A font of character images of the character recognition results is not particularly limited. For example, the font can be one which is the same as or similar to a font of corresponding characters in a document image. Alternatively, the font can be freely set by a user. Also, a display size of character images of character recognition results is not particularly limited. For example, the display size can be substantially the same size as a size of corresponding characters in a document image, or can be smaller. The display size can be freely set by a user.
The image composition section 53 generates composite image data by combining image data read out from the storage section 23 with the color text data generated by the chromatic text generation section 52, and outputs the composite image data to the display control section 42. Specifically, the image composition section 53 superimposes the color text data on the document image data so that the character images indicated by the color text data may be displayed in the vicinity of corresponding images of characters in the document.
For example, as shown in FIG. 10, a position of each character image corresponding to the character recognition results is (i) shifted in a main-scanning direction, from a position of a corresponding character in the original document image, by approximately ½ of a width, along the main-scanning direction, of the corresponding character, and (ii) shifted in a sub-scanning direction by approximately ½ of a width, along the sub-scanning direction, of the corresponding character. Alternatively, the position of the character image can be shifted only in the main-scanning direction or only in the sub-scanning direction. A distance of the shift is not limited to approximately ½ of a width of a character. For example, the distance can be a distance corresponding to a predetermined number of pixels, or can be a predetermined distance.
It can be arranged such that a screen image for prompting a user to enter a shift amount of a character image corresponding to a character recognition result is displayed on the display section of the display device 7 or on the display section of the operation panel 6, and, in accordance with a user's response to the screen image, the amount is set. For example, the display control section 42 (mentioned later) causes a screen image in which the character recognition results are superimposed on the document image to display a message prompting a user to enter whether to change display positions of the character recognition results. In a case where the user chooses to change the display positions, boxes are displayed in which shift amounts (e.g., a length (unit: mm)) are entered by which the character recognition results are shifted in upward or downward, and leftward or rightward directions. In the example illustrated in FIG. 11, with reference to displayed positions, the user enters positive numbers in the boxes in the case of shifting in the rightward and downward directions. In the case of shifting in the leftward and upward directions, the user enters negative numbers in the boxes. It can be arranged such that a message explaining this is displayed in the vicinity of the boxes in which the shift amounts are entered, and the user enters desired numbers from the operation panel or the like.
The display control section 42 causes the display device 7 to display an image in accordance with composite image data generated by the image composition section 53. It can be arranged such that the image composition section 53 temporarily stores the composite image data in a memory (not illustrated) and the display control section 42 reads out the composite image data as needed so as to cause the display device 7 to display the composite image data.
In order that the whole document image may be displayed on the display screen of the display device 7, the display control section 42 may carry out processes such as thinning pixels out in accordance with a size, resolution, etc. of the display screen. A method for thinning pixels out is not particularly limited. For example, it is possible to adopt the following methods: (1) a nearest neighbor method (a method in which a value of an existing pixel nearest to a pixel to be interpolated or a value of an existing pixel having a predetermined positional relation with the pixel to be interpolated is employed as a value of the pixel to be interpolated), (2) a bilinear method (a method in which an average of values of four existing pixels surrounding a pixel to be interpolated is found in such a manner that the values are weighted in proportion to respective distances from the pixel to be interpolated, and the average is employed as a value of the pixel to be interpolated), and (3) a bicubic method (a method in which interpolation calculation is performed by using values of 16 pixels which values are made up of values of four pixels surrounding an interpolating pixel and values of 12 pixels surrounding the four pixels).

══════

* **SET TASKS**:
1. From the excerpt on displaying character recognition results, name every method it gives for thinning pixels out.
2. Pull out each line of the listing below that contains the string "trousers".

* **DATA LISTING**:
══════

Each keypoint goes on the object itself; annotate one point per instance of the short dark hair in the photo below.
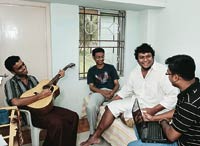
(10, 62)
(183, 65)
(144, 48)
(96, 50)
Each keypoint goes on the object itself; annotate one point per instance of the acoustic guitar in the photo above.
(44, 105)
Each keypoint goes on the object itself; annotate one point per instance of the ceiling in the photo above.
(112, 4)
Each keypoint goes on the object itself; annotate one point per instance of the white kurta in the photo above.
(152, 90)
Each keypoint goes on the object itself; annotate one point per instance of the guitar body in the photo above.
(44, 105)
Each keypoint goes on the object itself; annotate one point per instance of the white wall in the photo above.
(175, 30)
(171, 30)
(65, 41)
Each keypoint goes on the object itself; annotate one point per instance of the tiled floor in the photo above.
(80, 138)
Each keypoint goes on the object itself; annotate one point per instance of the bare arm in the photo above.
(166, 115)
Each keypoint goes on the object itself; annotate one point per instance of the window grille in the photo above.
(101, 28)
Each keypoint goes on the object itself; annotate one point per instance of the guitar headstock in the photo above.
(70, 65)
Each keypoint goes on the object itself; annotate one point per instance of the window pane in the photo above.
(101, 28)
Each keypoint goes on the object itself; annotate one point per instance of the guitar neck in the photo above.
(57, 77)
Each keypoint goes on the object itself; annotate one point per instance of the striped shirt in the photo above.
(186, 119)
(14, 87)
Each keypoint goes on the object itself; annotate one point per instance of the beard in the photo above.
(146, 68)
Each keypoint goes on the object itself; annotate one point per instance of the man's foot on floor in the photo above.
(91, 140)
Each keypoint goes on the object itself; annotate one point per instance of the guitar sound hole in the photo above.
(46, 87)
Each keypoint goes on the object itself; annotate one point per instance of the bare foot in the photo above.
(91, 140)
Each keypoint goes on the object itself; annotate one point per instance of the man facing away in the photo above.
(148, 83)
(102, 79)
(185, 123)
(61, 124)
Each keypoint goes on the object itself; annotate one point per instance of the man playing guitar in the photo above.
(61, 124)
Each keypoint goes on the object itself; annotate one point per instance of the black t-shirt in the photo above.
(102, 78)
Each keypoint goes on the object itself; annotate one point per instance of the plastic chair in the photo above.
(35, 131)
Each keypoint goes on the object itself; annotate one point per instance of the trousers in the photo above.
(61, 125)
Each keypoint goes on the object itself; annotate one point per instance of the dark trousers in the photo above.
(61, 125)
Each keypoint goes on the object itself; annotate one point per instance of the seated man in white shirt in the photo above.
(148, 83)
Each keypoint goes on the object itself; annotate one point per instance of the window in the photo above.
(101, 28)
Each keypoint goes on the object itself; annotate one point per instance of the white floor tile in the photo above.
(80, 138)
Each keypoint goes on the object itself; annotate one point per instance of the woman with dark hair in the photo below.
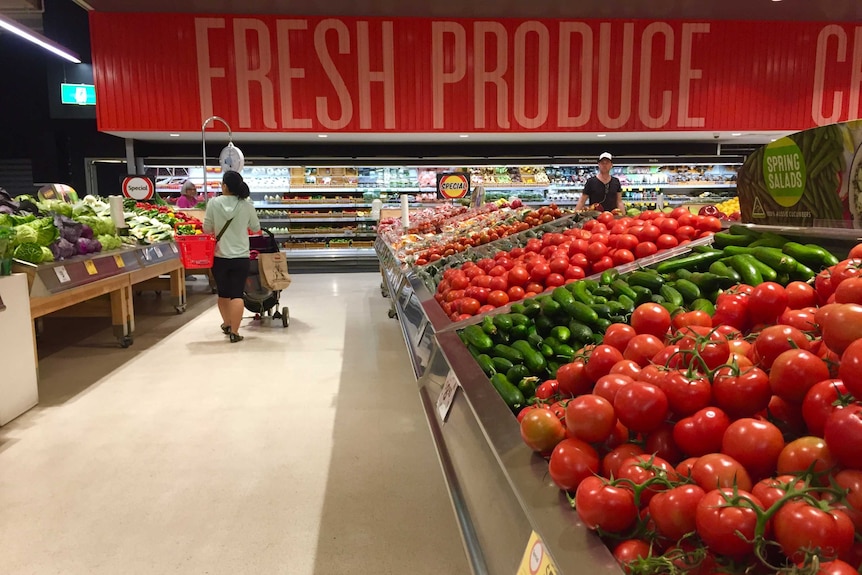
(230, 216)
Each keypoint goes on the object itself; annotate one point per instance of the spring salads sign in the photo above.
(810, 178)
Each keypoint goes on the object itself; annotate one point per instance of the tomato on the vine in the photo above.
(726, 527)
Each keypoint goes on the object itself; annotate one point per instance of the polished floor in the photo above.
(298, 451)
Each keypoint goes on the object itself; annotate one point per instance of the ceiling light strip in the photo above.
(36, 38)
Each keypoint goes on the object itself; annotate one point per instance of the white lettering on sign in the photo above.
(385, 76)
(206, 72)
(344, 100)
(286, 73)
(687, 74)
(483, 76)
(625, 77)
(440, 75)
(246, 73)
(584, 69)
(542, 64)
(644, 107)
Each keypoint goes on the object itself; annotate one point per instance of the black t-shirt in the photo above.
(605, 194)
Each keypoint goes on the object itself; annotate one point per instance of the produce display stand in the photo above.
(101, 285)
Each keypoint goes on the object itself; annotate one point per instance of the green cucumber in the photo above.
(723, 239)
(501, 364)
(776, 259)
(652, 282)
(510, 394)
(507, 352)
(671, 294)
(693, 262)
(486, 363)
(745, 268)
(478, 338)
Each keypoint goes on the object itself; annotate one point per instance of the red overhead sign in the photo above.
(273, 74)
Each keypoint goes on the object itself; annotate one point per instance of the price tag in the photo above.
(536, 560)
(447, 396)
(62, 274)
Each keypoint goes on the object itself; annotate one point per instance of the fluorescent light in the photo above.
(36, 38)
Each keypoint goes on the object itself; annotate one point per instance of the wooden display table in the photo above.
(101, 285)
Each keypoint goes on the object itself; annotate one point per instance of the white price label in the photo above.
(62, 274)
(447, 396)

══════

* **RESPONSES IN ORDER**:
1. Nearest neighbor method, bilinear method, bicubic method.

2.
Each keypoint goes on the object itself; annotate one point per instance of the trousers in the photo above.
Each keypoint goes on the object itself; annotate one point per instance of the dark trousers in the photo above.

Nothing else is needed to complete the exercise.